>> begin EXCERPTED TEXT

We do have to start a bit earlier in the process - getting the requirements

right if you are building on pre-existing elements is a diferent story - you

can not just write down the requirements for the Linux kernel and then

verify them - thats going to be impossible (and if you did manage to do it

it would be out-of-date before you completed it)

 

> - argue compliance

 

Sure - but what exactly is compliance for non-compliantly developed SW ?

(and HW for that matter) - THAT has to be defined in accordance with 61508

and agreed with the CA - then we can assess and provide an argument.

 

> And generate: compliance report and check-lists for the concrete product.

 

check-lists ? serious - I though check-list safety is finally done with...

 

> We using the freely available PMT tool from the research project SPEDIT from http://www.validas.de/en/tools/

> That we have been using during certification of our qualification processes and that we plan to make open source.

 

Make and re-use is too very different cans of worms !

 

>

> By using a more standard approach we definitely have less issues in convincing assessors ;-).

 

Nobody here is suggesting a non-standard approach - defining your compliance

route is the one of the early tasks in any safety project - but even ISO2626

leves you some flexibility - select methods (line-coverage or instruction

coverage - or MCDC (if you want to waste time and money with little benefit))

 

So you never an simply "apply" a standard - and even less in complex systems

because the standards (except for 61508) were written for low-complexity (Type-A)

elements only.

 

thx!

hofrat

 

 

 


Lukas Bulwahn
 

Hi Oscar,

Given that the final safety plan and safety case shall be used for multiple products in multiple companies, we need to split the safety plan and safety case in a staged way:

1. You have a basic argumentation how you interpret the objectives, what you think is the appropriate measure to show compliance towards the objective of a standard in the context of the Linux kernel/Linux kernel development. This basic argumentation should be "re-usable" independent of the specific version you select. E.g., we would not expect that a measure is sufficient for 4.4 but we believe that 4.9 it is not sufficient or vice versa.
This is (at least in my understanding) the definition of the compliance route.

>> end EXCERPTED TEXT
>> begin STORED RECORDS

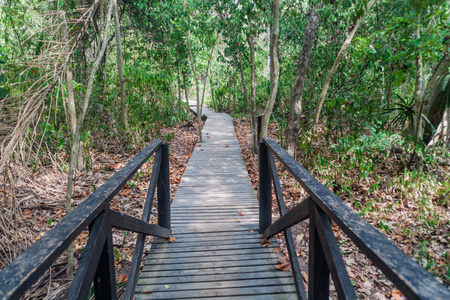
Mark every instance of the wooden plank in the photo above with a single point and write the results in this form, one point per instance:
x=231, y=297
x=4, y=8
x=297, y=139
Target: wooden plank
x=161, y=249
x=181, y=278
x=201, y=228
x=170, y=260
x=213, y=255
x=232, y=253
x=259, y=297
x=211, y=271
x=244, y=283
x=237, y=292
x=187, y=244
x=209, y=265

>> end STORED RECORDS

GOAL
Repeat word for word everything in the compliance discussion from "it would be" down to "provide an argument.". The items are separate material, unconnected to the compliance discussion.

WRITTEN SOLUTION
it would be out-of-date before you completed it)

 

> - argue compliance

 

Sure - but what exactly is compliance for non-compliantly developed SW ?

(and HW for that matter) - THAT has to be defined in accordance with 61508

and agreed with the CA - then we can assess and provide an argument.